### What the task requires
Each line of the listing is to be copied exactly.
——————————
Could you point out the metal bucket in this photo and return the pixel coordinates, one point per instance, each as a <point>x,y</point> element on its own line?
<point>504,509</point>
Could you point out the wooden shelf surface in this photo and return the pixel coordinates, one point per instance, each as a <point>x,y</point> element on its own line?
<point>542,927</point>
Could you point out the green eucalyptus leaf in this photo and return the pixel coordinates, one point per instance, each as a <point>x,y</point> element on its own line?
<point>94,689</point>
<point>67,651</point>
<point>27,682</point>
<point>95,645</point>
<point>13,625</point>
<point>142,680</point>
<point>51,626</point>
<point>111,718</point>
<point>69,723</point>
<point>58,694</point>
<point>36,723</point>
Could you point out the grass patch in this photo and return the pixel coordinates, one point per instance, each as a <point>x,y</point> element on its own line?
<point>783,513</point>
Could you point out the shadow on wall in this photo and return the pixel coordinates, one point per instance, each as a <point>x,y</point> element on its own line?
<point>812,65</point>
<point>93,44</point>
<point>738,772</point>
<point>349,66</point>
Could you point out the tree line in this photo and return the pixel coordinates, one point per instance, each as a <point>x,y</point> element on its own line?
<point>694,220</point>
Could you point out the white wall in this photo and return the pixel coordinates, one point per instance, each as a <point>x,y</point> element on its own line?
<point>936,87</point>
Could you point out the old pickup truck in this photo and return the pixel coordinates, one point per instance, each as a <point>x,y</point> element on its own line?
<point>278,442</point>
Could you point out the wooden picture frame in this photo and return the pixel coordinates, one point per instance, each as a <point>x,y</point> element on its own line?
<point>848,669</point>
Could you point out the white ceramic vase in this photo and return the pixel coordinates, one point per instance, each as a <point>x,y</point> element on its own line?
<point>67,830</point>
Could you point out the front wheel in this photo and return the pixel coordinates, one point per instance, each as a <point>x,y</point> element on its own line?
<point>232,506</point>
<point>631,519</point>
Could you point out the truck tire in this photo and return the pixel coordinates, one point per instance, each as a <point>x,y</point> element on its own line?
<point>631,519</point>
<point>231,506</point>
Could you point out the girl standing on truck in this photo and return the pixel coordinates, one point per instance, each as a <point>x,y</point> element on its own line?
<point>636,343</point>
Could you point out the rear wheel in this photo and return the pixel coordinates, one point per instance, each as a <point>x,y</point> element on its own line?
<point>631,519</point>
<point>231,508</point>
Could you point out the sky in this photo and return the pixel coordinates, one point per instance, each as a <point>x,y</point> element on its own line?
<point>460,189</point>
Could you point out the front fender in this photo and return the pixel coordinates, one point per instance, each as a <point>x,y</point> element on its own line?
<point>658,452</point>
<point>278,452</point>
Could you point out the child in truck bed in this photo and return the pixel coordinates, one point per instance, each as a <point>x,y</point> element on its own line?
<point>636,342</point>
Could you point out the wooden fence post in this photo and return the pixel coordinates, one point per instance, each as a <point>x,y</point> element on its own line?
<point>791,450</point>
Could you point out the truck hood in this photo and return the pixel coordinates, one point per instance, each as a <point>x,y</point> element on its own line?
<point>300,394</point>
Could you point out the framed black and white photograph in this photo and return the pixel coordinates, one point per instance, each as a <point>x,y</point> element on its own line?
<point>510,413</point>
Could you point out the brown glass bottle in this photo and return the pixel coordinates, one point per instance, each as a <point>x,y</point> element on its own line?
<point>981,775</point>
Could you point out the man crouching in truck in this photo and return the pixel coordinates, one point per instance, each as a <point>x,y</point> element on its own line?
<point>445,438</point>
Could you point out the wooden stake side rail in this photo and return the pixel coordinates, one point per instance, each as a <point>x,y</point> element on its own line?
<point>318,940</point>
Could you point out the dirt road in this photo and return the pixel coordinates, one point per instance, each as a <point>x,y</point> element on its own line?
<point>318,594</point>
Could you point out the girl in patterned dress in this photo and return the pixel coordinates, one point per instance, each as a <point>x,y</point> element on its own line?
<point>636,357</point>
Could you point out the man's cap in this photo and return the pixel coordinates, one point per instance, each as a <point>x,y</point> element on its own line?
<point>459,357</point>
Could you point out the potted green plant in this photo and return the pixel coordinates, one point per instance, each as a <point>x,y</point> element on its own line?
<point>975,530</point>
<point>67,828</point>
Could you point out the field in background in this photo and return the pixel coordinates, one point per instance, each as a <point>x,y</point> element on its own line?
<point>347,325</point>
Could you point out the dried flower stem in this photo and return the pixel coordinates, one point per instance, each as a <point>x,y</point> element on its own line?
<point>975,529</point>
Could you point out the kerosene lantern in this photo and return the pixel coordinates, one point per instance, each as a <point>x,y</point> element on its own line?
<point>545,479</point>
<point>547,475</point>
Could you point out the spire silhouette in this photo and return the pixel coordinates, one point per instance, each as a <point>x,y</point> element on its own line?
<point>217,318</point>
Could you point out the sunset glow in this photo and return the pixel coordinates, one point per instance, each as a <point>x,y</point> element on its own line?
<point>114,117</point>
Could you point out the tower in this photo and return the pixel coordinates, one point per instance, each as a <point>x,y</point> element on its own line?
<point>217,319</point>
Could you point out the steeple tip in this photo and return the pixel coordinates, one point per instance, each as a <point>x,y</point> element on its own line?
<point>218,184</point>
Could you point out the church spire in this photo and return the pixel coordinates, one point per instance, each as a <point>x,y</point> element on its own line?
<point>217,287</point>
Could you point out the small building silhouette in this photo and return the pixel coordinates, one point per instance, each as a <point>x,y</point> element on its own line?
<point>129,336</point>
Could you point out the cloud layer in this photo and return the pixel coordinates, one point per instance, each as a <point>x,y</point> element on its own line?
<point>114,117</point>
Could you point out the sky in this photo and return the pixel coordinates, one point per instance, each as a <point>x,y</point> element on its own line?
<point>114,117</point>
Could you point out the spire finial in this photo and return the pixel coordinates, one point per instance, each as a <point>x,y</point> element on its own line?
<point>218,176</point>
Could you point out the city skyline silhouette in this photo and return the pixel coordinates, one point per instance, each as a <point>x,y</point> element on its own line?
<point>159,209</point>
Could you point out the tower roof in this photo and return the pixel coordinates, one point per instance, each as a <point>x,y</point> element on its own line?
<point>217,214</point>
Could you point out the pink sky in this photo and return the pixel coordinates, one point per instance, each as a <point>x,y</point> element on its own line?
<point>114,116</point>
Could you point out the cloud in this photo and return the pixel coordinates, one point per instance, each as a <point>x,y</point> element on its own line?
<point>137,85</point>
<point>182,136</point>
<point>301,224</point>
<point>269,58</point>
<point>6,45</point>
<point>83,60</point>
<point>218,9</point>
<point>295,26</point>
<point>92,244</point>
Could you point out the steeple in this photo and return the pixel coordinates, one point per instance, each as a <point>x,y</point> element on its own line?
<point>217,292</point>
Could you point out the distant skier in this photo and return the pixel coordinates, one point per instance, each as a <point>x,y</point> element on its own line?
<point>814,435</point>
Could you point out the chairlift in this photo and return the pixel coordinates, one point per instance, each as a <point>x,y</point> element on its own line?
——————————
### Output for this exercise
Could you point out the metal bucket in this photo and return the pixel coordinates, one point per instance, each as a <point>x,y</point> element on its own line?
<point>504,509</point>
Could you point out the wooden shelf surface in this photo and return the pixel coordinates, one point per instance, each as a <point>x,y</point> element on its own line?
<point>542,927</point>
Could you point out the green eucalyptus leaf in this photo and return the pixel coordinates, one point per instance, each as a <point>x,y</point> element on its own line?
<point>94,689</point>
<point>67,651</point>
<point>27,682</point>
<point>95,645</point>
<point>13,625</point>
<point>142,680</point>
<point>51,626</point>
<point>111,718</point>
<point>69,723</point>
<point>58,694</point>
<point>36,723</point>
Could you point out the grass patch in this photo and return the pixel coordinates, one point per instance, each as a <point>x,y</point> element on its own line?
<point>783,513</point>
Could you point out the shadow on wall in this photo and return the pixel coordinates, one point per instance, each as a <point>x,y</point> element on its own line?
<point>812,65</point>
<point>93,44</point>
<point>738,772</point>
<point>349,66</point>
Could you point out the tree line in this photo and return the pixel coordinates, one point per instance, each as a <point>x,y</point> element on its own line?
<point>694,220</point>
Could you point out the white wall in this photo and return the pixel coordinates, one point per instance, each as a <point>x,y</point> element on its own line?
<point>936,87</point>
Could you point out the old pickup truck in this photo and return the pixel coordinates, one point per instance, each as a <point>x,y</point> element on its own line?
<point>278,442</point>
Could you point out the wooden picture frame in this photo and return the pixel coordinates, one point per instance, each as a <point>x,y</point> element on its own line?
<point>848,669</point>
Could you point out the white ceramic vase in this photo and return the pixel coordinates, one point per instance, each as a <point>x,y</point> element on its own line?
<point>67,830</point>
Could you point out the front wheel in this photo and return the pixel coordinates, one point per instance, each as a <point>x,y</point> element on its own line?
<point>232,506</point>
<point>631,519</point>
Could you point out the truck tire in this photo and return the pixel coordinates, one point per instance, each as a <point>x,y</point> element on its own line?
<point>631,519</point>
<point>231,506</point>
Could you point out the girl standing on truck in this photo and return the pixel coordinates, one point per instance, each as a <point>x,y</point> element on its own line?
<point>636,343</point>
Could you point out the rear wheel in this photo and return the pixel coordinates, one point per instance, each as a <point>x,y</point> element on its own line?
<point>631,519</point>
<point>231,508</point>
Could you point out the sky in this photo and return the pixel coordinates, one point per instance, each as a <point>x,y</point> element on its own line?
<point>460,189</point>
Could you point out the front fender in this photo and return the pixel coordinates, one point per instance, each as a <point>x,y</point> element on its own line?
<point>658,452</point>
<point>278,452</point>
Could you point out the child in truck bed in this photo and return the pixel coordinates, one point per instance, each as a <point>x,y</point> element on its own line?
<point>636,342</point>
Could you point out the wooden fence post in this photo and return the pixel coordinates, one point per instance, each as a <point>x,y</point> element on its own line?
<point>791,450</point>
Could you point out the truck hood in this photo and return the pixel coordinates, one point per instance, each as a <point>x,y</point> element on its own line?
<point>300,394</point>
Could you point out the framed black and white photograph in this photo and return the pixel coordinates, one point per instance, each as a <point>x,y</point> element on its own line?
<point>510,413</point>
Could you point out the brown glass bottle in this photo and return the pixel coordinates, one point per instance, each as a <point>x,y</point> element on its own line?
<point>981,775</point>
Could you point out the man crouching in truck in this photo and return the pixel coordinates, one point per instance, each as a <point>x,y</point> element on its own line?
<point>445,438</point>
Could you point out the wooden stake side rail in this photo and return the pixel coordinates, one point per instance, each as a <point>x,y</point> element on its own line?
<point>318,940</point>
Could you point out the dirt road in this photo and return the pixel coordinates, one point per instance, each as a <point>x,y</point> element on its own line?
<point>318,594</point>
Could you point out the girl in patterned dress in this photo and return the pixel coordinates, one point per instance, each as a <point>x,y</point> element on its own line?
<point>636,357</point>
Could you point out the man's cap in this photo and return the pixel coordinates, one point per instance, each as a <point>x,y</point> element on its own line?
<point>459,357</point>
Could you point out the potted green plant in this photo and return the pixel coordinates, one point per instance, each as a <point>x,y</point> element on its own line?
<point>975,530</point>
<point>67,828</point>
Could you point out the field in background in this photo and return the pixel coordinates, one point per instance, each as a <point>x,y</point> element on its own line?
<point>347,325</point>
Could you point out the dried flower stem in this photo and return the pixel coordinates, one point per instance, each as a <point>x,y</point> element on its own line?
<point>975,529</point>
Could you point out the kerosene lantern in this photo and return the pixel coordinates, one point per instance, each as a <point>x,y</point> element on its own line?
<point>545,479</point>
<point>547,475</point>
Could you point out the spire silhouette in this photo and return the pixel coordinates, one point per instance, each as a <point>x,y</point> element on its own line?
<point>217,318</point>
Could you point out the sunset glow in this photo and return the pixel coordinates, one point per instance, each as a <point>x,y</point> element on its own line?
<point>114,117</point>
Could you point out the tower in this photo and return the pixel coordinates, one point per instance, each as a <point>x,y</point> element on its own line?
<point>217,319</point>
Could you point out the steeple tip in this photo and return the pixel coordinates, one point per instance, each as a <point>x,y</point> element on its own line?
<point>218,184</point>
Could you point out the church spire in this photo and return the pixel coordinates, one point per instance, each as a <point>x,y</point> element on its own line?
<point>217,287</point>
Could you point out the small building silhouette in this photo and return the pixel coordinates, one point per instance, each as a <point>x,y</point> element on its own line?
<point>129,336</point>
Could you point out the cloud layer in this photo and return the pixel coordinates, one point per instance, each as a <point>x,y</point> element on its own line?
<point>114,117</point>
Could you point out the sky in this photo and return the pixel coordinates, one point per instance, each as a <point>x,y</point> element on its own line?
<point>114,117</point>
Could you point out the spire finial in this photo and return the pixel coordinates, one point per instance, each as a <point>x,y</point> element on its own line?
<point>218,176</point>
Could you point out the city skyline silhouette in this photo and return the pixel coordinates, one point per instance, each as a <point>x,y</point> element on its own line?
<point>159,209</point>
Could you point out the tower roof in this photo and return the pixel coordinates, one point per instance, each as a <point>x,y</point> element on its own line?
<point>217,214</point>
Could you point out the pink sky in this photo and return the pixel coordinates, one point per instance, each as a <point>x,y</point> element on its own line?
<point>114,116</point>
Could you point out the cloud in this photo and return the pixel coordinates, one point per instance, each as a <point>x,y</point> element on its own line?
<point>137,85</point>
<point>182,136</point>
<point>301,224</point>
<point>269,58</point>
<point>6,45</point>
<point>83,60</point>
<point>218,9</point>
<point>295,26</point>
<point>92,244</point>
Could you point out the steeple in this photo and return the pixel coordinates, one point per instance, each as a <point>x,y</point> element on its own line?
<point>217,292</point>
Could you point out the distant skier in this photo and return the pixel coordinates, one point per instance, each as a <point>x,y</point> element on its own line?
<point>814,435</point>
Could you point out the chairlift in this photo and return the pixel coordinates, one point per instance, each as a <point>x,y</point> element on its own line?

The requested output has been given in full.